• _Exercise_:
Copy the records from their start through the line with "[[[23,87],[30,88],[45,87],[43,72],[40,68],[28,68],[22,76]]]", switching "green tree" to "pine tree" and changing nothing else. Leave the pictures out.

═══ Records supplied ═══

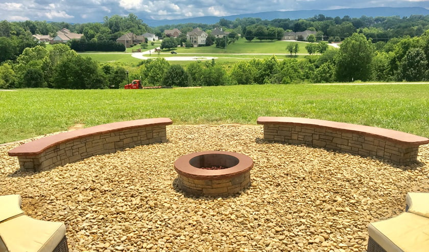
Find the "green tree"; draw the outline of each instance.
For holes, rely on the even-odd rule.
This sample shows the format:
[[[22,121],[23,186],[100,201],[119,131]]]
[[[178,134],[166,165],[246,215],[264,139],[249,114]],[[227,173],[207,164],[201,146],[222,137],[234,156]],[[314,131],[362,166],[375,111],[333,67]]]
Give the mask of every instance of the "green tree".
[[[371,76],[374,46],[365,35],[354,33],[341,44],[337,55],[337,78],[340,81],[366,81]]]
[[[172,65],[165,72],[162,82],[169,87],[187,87],[187,74],[180,65]]]
[[[203,63],[200,61],[191,62],[186,67],[189,86],[198,87],[201,86],[203,79]]]
[[[317,68],[312,78],[312,81],[314,83],[330,83],[335,81],[335,66],[329,61]]]
[[[244,34],[244,37],[246,38],[246,40],[248,41],[251,42],[255,38],[253,31],[250,29],[247,29],[246,31],[246,33]]]
[[[292,53],[294,52],[294,48],[295,48],[295,44],[293,43],[289,43],[286,46],[286,51],[291,53],[291,56],[292,56]]]
[[[412,48],[407,52],[396,72],[399,81],[419,82],[428,80],[427,60],[420,48]]]
[[[267,39],[267,28],[264,26],[258,26],[255,29],[255,37],[259,41]]]
[[[23,87],[30,88],[45,87],[43,72],[40,68],[28,68],[22,76]]]
[[[296,56],[296,54],[299,52],[299,45],[298,43],[295,43],[294,44],[294,53],[295,54],[295,56]]]
[[[52,81],[57,88],[103,89],[108,86],[97,63],[79,55],[70,55],[57,64]]]
[[[236,84],[253,84],[254,74],[257,69],[246,61],[239,61],[233,65],[231,70],[231,80]]]
[[[307,44],[305,45],[305,49],[308,52],[308,54],[312,55],[316,53],[317,51],[317,45],[314,44]]]
[[[326,41],[320,41],[317,44],[317,51],[320,54],[323,54],[328,49],[328,43]]]
[[[316,42],[316,36],[314,34],[310,34],[307,37],[307,41],[310,43]]]
[[[12,66],[8,63],[0,65],[0,88],[16,87],[16,78]]]
[[[157,58],[154,60],[147,60],[140,66],[140,73],[144,86],[162,86],[165,72],[170,67],[170,63],[163,58]]]

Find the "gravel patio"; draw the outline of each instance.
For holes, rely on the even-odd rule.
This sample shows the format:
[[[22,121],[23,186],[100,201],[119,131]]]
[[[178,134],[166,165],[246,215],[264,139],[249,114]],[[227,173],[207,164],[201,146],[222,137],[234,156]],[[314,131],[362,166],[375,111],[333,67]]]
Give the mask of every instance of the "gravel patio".
[[[25,141],[10,143],[0,146],[0,195],[64,222],[70,251],[363,251],[370,222],[403,212],[407,192],[429,192],[429,145],[403,167],[263,135],[261,125],[168,126],[168,143],[36,173],[7,155]],[[173,164],[205,150],[250,157],[251,186],[235,197],[184,195]]]

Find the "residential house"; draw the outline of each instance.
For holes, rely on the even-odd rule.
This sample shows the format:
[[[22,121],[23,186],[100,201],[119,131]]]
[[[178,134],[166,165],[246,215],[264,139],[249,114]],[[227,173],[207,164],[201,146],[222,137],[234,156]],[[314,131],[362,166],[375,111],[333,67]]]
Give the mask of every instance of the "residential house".
[[[228,34],[229,34],[229,33],[228,32],[224,32],[222,31],[222,28],[219,29],[217,27],[214,28],[214,30],[213,30],[212,32],[211,32],[211,35],[214,36],[215,38],[223,38]]]
[[[139,44],[145,41],[144,36],[136,35],[132,32],[126,33],[116,39],[117,42],[123,44],[126,47],[131,47],[131,45]]]
[[[33,35],[35,39],[41,42],[49,42],[52,39],[52,37],[50,35],[41,35],[40,34],[36,34]]]
[[[177,38],[182,35],[182,32],[179,31],[177,28],[174,28],[173,30],[165,30],[164,31],[164,34],[167,37],[172,38]]]
[[[57,32],[57,36],[51,40],[51,43],[65,43],[72,39],[80,39],[83,34],[75,33],[68,29],[63,28]]]
[[[149,33],[148,32],[147,32],[146,33],[143,34],[142,36],[145,37],[145,38],[148,39],[148,42],[158,40],[158,36],[152,33]]]
[[[199,45],[205,45],[207,34],[200,28],[195,28],[192,31],[186,33],[186,39],[190,40],[194,47]]]
[[[298,40],[300,37],[302,36],[302,39],[304,41],[307,40],[307,37],[310,34],[314,34],[316,36],[316,32],[313,31],[309,31],[308,30],[304,31],[303,32],[285,32],[284,35],[281,38],[282,40]]]

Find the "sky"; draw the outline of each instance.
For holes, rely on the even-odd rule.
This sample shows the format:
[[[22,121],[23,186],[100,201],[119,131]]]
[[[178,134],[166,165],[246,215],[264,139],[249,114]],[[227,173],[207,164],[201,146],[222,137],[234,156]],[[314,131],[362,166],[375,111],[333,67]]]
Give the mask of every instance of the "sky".
[[[82,23],[133,13],[144,22],[272,11],[376,7],[429,9],[429,0],[0,0],[0,20]]]

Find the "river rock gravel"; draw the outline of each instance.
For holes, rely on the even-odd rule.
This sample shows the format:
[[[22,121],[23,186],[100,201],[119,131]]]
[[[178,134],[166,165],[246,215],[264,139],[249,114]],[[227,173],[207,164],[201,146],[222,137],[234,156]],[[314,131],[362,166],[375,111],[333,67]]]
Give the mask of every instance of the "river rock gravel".
[[[0,146],[0,195],[19,194],[28,215],[64,222],[73,252],[337,252],[366,251],[370,222],[403,212],[408,192],[429,191],[429,145],[404,167],[267,143],[260,125],[172,125],[167,137],[38,173],[7,156],[29,140]],[[184,195],[173,164],[206,150],[250,157],[251,186],[224,198]]]

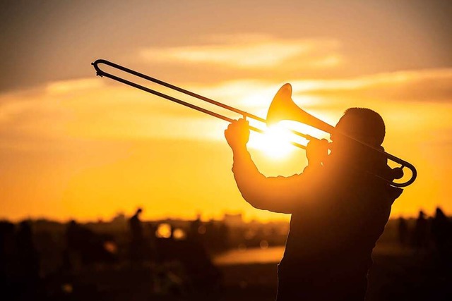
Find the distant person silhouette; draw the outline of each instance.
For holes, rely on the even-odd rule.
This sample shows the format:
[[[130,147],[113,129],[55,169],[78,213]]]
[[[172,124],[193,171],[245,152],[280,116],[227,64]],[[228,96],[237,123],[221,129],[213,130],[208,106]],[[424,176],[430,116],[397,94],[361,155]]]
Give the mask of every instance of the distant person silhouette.
[[[448,267],[452,264],[452,222],[441,208],[436,208],[432,222],[432,234],[440,261]]]
[[[374,111],[349,109],[336,128],[382,149],[385,125]],[[375,176],[393,179],[386,158],[332,135],[329,155],[326,140],[308,144],[303,173],[266,177],[246,149],[248,122],[234,121],[225,135],[243,197],[257,209],[292,214],[277,300],[363,300],[372,250],[403,191]]]
[[[419,211],[413,233],[413,244],[417,251],[427,250],[429,244],[428,222],[423,211]]]
[[[130,256],[132,263],[141,263],[144,257],[143,224],[140,220],[140,214],[142,211],[141,208],[138,208],[129,221],[131,233]]]
[[[407,221],[401,216],[398,219],[398,241],[400,245],[405,247],[409,243],[410,231]]]

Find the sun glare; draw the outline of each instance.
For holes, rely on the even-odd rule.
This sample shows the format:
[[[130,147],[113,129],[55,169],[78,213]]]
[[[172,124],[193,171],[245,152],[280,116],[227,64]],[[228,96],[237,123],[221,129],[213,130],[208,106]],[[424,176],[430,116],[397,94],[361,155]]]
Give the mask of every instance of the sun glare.
[[[267,128],[263,135],[256,135],[250,144],[273,159],[283,159],[295,149],[290,141],[290,130],[277,124]]]

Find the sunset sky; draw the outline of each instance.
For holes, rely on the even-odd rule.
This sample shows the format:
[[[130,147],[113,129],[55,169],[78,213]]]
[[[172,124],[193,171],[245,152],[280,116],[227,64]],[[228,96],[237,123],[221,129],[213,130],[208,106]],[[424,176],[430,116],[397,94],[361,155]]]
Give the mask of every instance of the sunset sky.
[[[452,214],[451,1],[5,2],[0,219],[107,220],[138,207],[146,219],[287,218],[242,199],[227,123],[97,78],[97,59],[262,117],[285,82],[333,125],[373,109],[386,149],[418,171],[393,217]],[[250,146],[264,174],[303,170],[303,151],[276,158],[262,139]]]

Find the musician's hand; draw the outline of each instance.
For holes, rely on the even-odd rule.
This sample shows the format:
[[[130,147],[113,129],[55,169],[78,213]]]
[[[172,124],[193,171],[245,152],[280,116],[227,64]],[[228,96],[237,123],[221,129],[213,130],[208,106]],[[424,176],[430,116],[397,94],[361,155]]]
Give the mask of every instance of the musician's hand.
[[[243,118],[233,121],[225,130],[225,137],[232,150],[246,147],[249,139],[249,123],[248,121]]]
[[[309,141],[306,149],[308,165],[309,166],[321,165],[328,156],[328,142],[326,139]]]

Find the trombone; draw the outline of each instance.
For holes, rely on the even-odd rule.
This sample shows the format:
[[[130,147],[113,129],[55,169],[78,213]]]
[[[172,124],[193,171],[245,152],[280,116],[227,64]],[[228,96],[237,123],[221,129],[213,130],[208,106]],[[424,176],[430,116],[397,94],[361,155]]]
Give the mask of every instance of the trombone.
[[[100,77],[106,77],[106,78],[111,78],[112,80],[116,80],[117,82],[122,82],[123,84],[125,85],[128,85],[129,86],[133,87],[135,88],[141,90],[143,91],[147,92],[148,93],[153,94],[154,95],[158,96],[162,98],[165,98],[167,100],[170,100],[171,102],[182,104],[183,106],[187,106],[189,108],[195,109],[196,111],[198,111],[200,112],[203,112],[205,113],[206,114],[210,115],[213,117],[216,117],[218,118],[224,120],[225,121],[227,122],[232,122],[234,121],[234,119],[229,118],[227,116],[225,116],[224,115],[221,115],[219,114],[216,112],[214,112],[213,111],[210,111],[206,109],[204,109],[203,107],[198,106],[196,106],[193,104],[190,104],[187,102],[184,102],[183,100],[179,99],[177,98],[173,97],[170,95],[162,93],[160,92],[156,91],[155,90],[152,90],[148,87],[145,87],[143,85],[139,85],[136,82],[131,82],[130,80],[126,80],[124,78],[119,78],[117,75],[114,75],[112,73],[109,73],[107,72],[105,72],[104,70],[102,70],[102,69],[100,69],[100,68],[99,67],[100,64],[104,64],[108,66],[110,66],[113,68],[117,69],[117,70],[120,70],[123,72],[125,72],[126,73],[129,74],[131,74],[133,75],[135,75],[138,78],[143,78],[144,80],[148,80],[150,82],[155,82],[157,85],[160,85],[161,86],[163,87],[166,87],[167,88],[170,88],[172,90],[174,91],[177,91],[179,92],[185,94],[186,95],[189,95],[192,97],[194,98],[197,98],[198,99],[203,100],[204,102],[206,102],[208,103],[212,104],[213,105],[224,108],[227,110],[235,112],[239,115],[242,115],[244,116],[244,118],[251,118],[251,119],[254,119],[257,121],[260,121],[266,124],[270,124],[270,123],[273,123],[277,121],[280,121],[282,120],[292,120],[292,121],[298,121],[298,122],[301,122],[303,123],[304,124],[307,124],[308,125],[312,126],[314,128],[318,128],[319,130],[321,130],[324,132],[328,133],[330,134],[332,134],[333,133],[334,133],[335,134],[338,134],[338,135],[343,135],[345,137],[347,137],[347,138],[357,142],[361,145],[365,145],[367,147],[369,147],[370,149],[373,149],[375,152],[378,152],[379,153],[380,153],[380,154],[384,156],[386,159],[388,159],[396,163],[399,164],[400,166],[399,167],[396,167],[394,168],[393,168],[393,174],[394,174],[394,178],[395,179],[400,179],[401,178],[404,173],[403,173],[403,168],[408,168],[408,169],[410,169],[411,171],[411,178],[408,180],[406,182],[404,183],[396,183],[393,180],[388,180],[386,178],[382,178],[381,176],[375,174],[374,176],[382,178],[383,180],[384,180],[385,181],[388,182],[392,186],[395,186],[395,187],[406,187],[410,184],[412,184],[415,180],[416,179],[416,177],[417,176],[417,172],[416,171],[416,168],[415,168],[415,166],[413,165],[412,165],[411,164],[407,162],[406,161],[404,161],[400,158],[398,158],[391,154],[387,153],[386,152],[384,152],[383,150],[379,149],[377,148],[374,147],[371,145],[367,145],[364,142],[357,140],[353,137],[347,136],[346,135],[341,133],[338,131],[337,131],[335,130],[335,128],[321,121],[320,119],[313,116],[312,115],[308,113],[307,112],[304,111],[303,109],[302,109],[301,108],[299,108],[299,106],[297,106],[297,104],[295,104],[295,103],[293,102],[293,100],[292,100],[291,98],[291,95],[292,95],[292,87],[290,84],[285,84],[277,92],[276,95],[275,96],[275,97],[273,98],[273,100],[272,102],[272,103],[270,105],[270,108],[268,109],[268,111],[267,113],[267,118],[264,119],[263,118],[261,118],[259,116],[257,116],[256,115],[251,114],[250,113],[248,113],[246,111],[240,110],[239,109],[228,106],[227,104],[222,104],[221,102],[215,101],[213,99],[211,99],[210,98],[203,97],[202,95],[198,94],[196,93],[194,93],[191,91],[186,90],[185,89],[182,89],[179,87],[175,86],[174,85],[170,84],[168,82],[165,82],[164,81],[162,81],[160,80],[158,80],[157,78],[152,78],[150,76],[146,75],[145,74],[141,73],[139,72],[135,71],[133,70],[129,69],[128,68],[124,67],[122,66],[118,65],[117,63],[112,63],[110,61],[106,61],[105,59],[97,59],[95,61],[94,61],[93,63],[91,63],[91,65],[93,66],[94,68],[96,70],[96,75],[97,76],[100,76]],[[254,127],[254,126],[249,126],[249,129],[251,130],[254,130],[255,132],[257,133],[263,133],[263,130],[262,130],[260,128]],[[309,135],[307,134],[304,134],[302,133],[299,133],[295,130],[291,130],[292,133],[297,135],[298,136],[300,136],[303,138],[305,138],[308,140],[319,140],[319,139],[317,139],[316,137],[312,137]],[[299,147],[301,149],[306,149],[306,147],[304,145],[300,145],[299,143],[297,143],[295,142],[290,142],[292,145],[297,147]]]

═══

• _Exercise output_:
Find the "pine tree"; draw the outline of each instance.
For holes, rely on the even-odd rule.
This sample shows the format:
[[[22,121],[23,186],[100,201],[119,131]]]
[[[178,134],[166,165],[246,215],[264,139],[249,114]],[[227,173],[207,164],[201,146],[222,137],[234,156]],[[314,131],[362,166],[375,111],[333,67]]]
Give the mask of every instance of the "pine tree".
[[[371,76],[374,46],[365,35],[354,33],[341,44],[337,55],[337,78],[340,81],[366,81]]]
[[[172,65],[165,72],[162,82],[169,87],[187,87],[187,74],[180,65]]]
[[[203,63],[200,61],[191,62],[186,67],[189,86],[198,87],[201,86],[203,79]]]
[[[317,68],[312,78],[312,81],[314,83],[330,83],[335,81],[335,66],[329,61]]]
[[[244,34],[244,37],[246,38],[246,40],[248,41],[251,42],[255,38],[253,31],[250,29],[247,29],[246,31],[246,33]]]
[[[292,53],[294,52],[294,48],[295,48],[295,44],[293,43],[289,43],[286,46],[286,51],[291,53],[291,56],[292,56]]]
[[[412,48],[407,52],[396,72],[399,81],[419,82],[428,80],[427,60],[420,48]]]
[[[267,39],[267,28],[264,26],[258,26],[255,29],[255,37],[259,41]]]
[[[23,87],[30,88],[45,87],[43,72],[40,68],[28,68],[22,76]]]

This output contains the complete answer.